» **Direction**
Extract each line of the data below that contains the string "grain", and copy those lines in full.

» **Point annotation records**

**********

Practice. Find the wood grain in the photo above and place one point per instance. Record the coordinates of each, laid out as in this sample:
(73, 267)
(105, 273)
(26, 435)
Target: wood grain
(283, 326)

**********

» **Task result**
Practice. Find the wood grain in the photo above and place one point per instance. Record the coordinates of each, laid out as in this sample:
Target: wood grain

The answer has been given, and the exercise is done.